Given request: Starting at the beginning of the material and ending at the line that contains "[751, 123, 814, 193]", render those lines as a JSON list of strings with one string per line, both ends included and blank lines left out. Leave the pictures out of the list.
★ ★ ★
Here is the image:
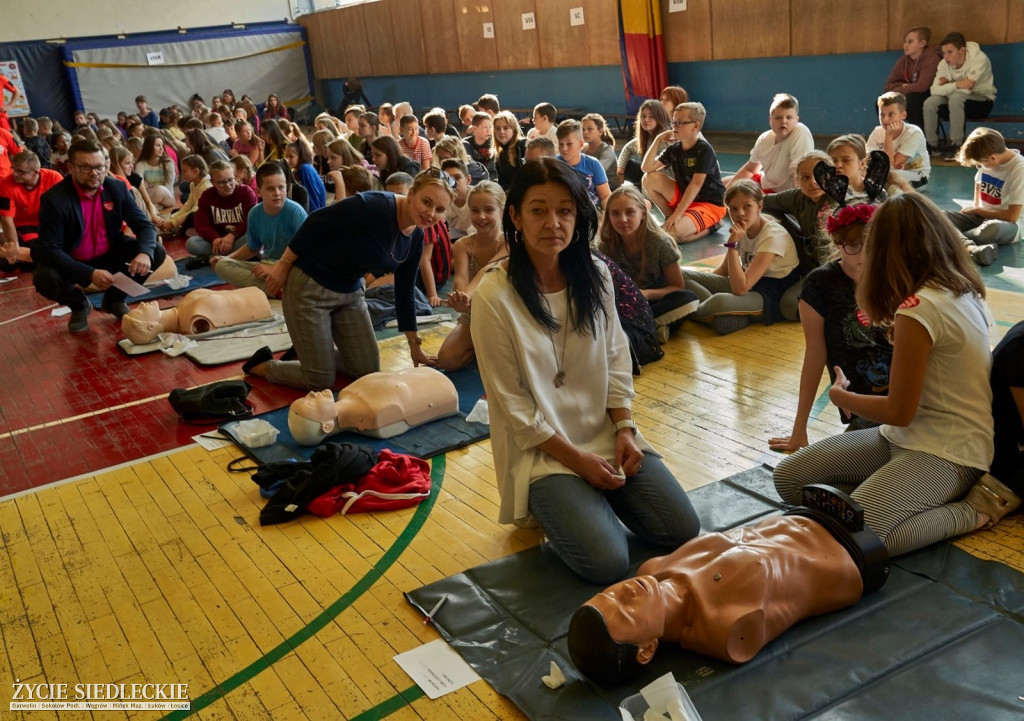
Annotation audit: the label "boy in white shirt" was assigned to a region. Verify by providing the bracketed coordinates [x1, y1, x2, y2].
[947, 128, 1024, 265]
[867, 92, 932, 187]
[724, 92, 814, 193]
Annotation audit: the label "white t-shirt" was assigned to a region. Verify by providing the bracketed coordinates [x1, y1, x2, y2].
[867, 123, 932, 180]
[882, 287, 995, 470]
[736, 215, 800, 278]
[751, 123, 814, 193]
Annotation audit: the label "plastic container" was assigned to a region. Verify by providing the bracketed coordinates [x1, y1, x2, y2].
[234, 418, 281, 449]
[618, 682, 701, 721]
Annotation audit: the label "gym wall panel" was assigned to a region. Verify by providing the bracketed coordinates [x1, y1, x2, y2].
[662, 0, 712, 62]
[380, 0, 427, 75]
[790, 0, 889, 55]
[577, 0, 622, 66]
[537, 0, 590, 68]
[417, 0, 462, 73]
[362, 0, 401, 75]
[711, 0, 790, 60]
[889, 0, 1007, 49]
[452, 0, 501, 73]
[494, 0, 541, 70]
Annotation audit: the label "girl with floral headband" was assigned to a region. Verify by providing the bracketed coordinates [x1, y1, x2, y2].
[774, 193, 1010, 556]
[768, 204, 893, 451]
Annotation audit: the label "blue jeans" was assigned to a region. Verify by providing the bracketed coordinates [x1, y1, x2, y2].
[529, 454, 700, 584]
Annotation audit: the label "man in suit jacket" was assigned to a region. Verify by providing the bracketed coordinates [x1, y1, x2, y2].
[33, 140, 167, 333]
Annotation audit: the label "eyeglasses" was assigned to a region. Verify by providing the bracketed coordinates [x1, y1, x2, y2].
[423, 168, 459, 190]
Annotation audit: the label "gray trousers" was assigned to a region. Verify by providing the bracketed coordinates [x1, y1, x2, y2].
[266, 266, 381, 390]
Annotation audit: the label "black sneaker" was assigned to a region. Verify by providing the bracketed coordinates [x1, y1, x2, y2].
[68, 301, 92, 333]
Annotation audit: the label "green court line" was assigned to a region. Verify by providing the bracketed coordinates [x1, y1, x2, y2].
[164, 456, 445, 721]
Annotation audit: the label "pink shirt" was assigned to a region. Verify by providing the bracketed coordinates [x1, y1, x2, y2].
[71, 183, 111, 260]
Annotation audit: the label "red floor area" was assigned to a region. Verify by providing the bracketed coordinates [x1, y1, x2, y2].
[0, 262, 301, 496]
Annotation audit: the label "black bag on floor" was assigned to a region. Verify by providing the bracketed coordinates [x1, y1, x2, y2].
[167, 380, 253, 425]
★ ★ ★
Solution to the problem:
[
  "Here is the image:",
  "Annotation audit: the label \"boy in white shirt\" was assigned to a region. Verify by providing the bracketed coordinates [x1, y1, x2, y2].",
  "[947, 128, 1024, 265]",
  "[867, 92, 932, 187]",
  "[724, 92, 814, 193]",
  "Annotation audit: the label \"white t-shirt\" was assigned to a region. Verify by providing the bracketed coordinates [x1, y1, x2, y2].",
  "[867, 123, 932, 180]",
  "[882, 287, 995, 470]",
  "[736, 215, 800, 278]",
  "[751, 123, 814, 193]"
]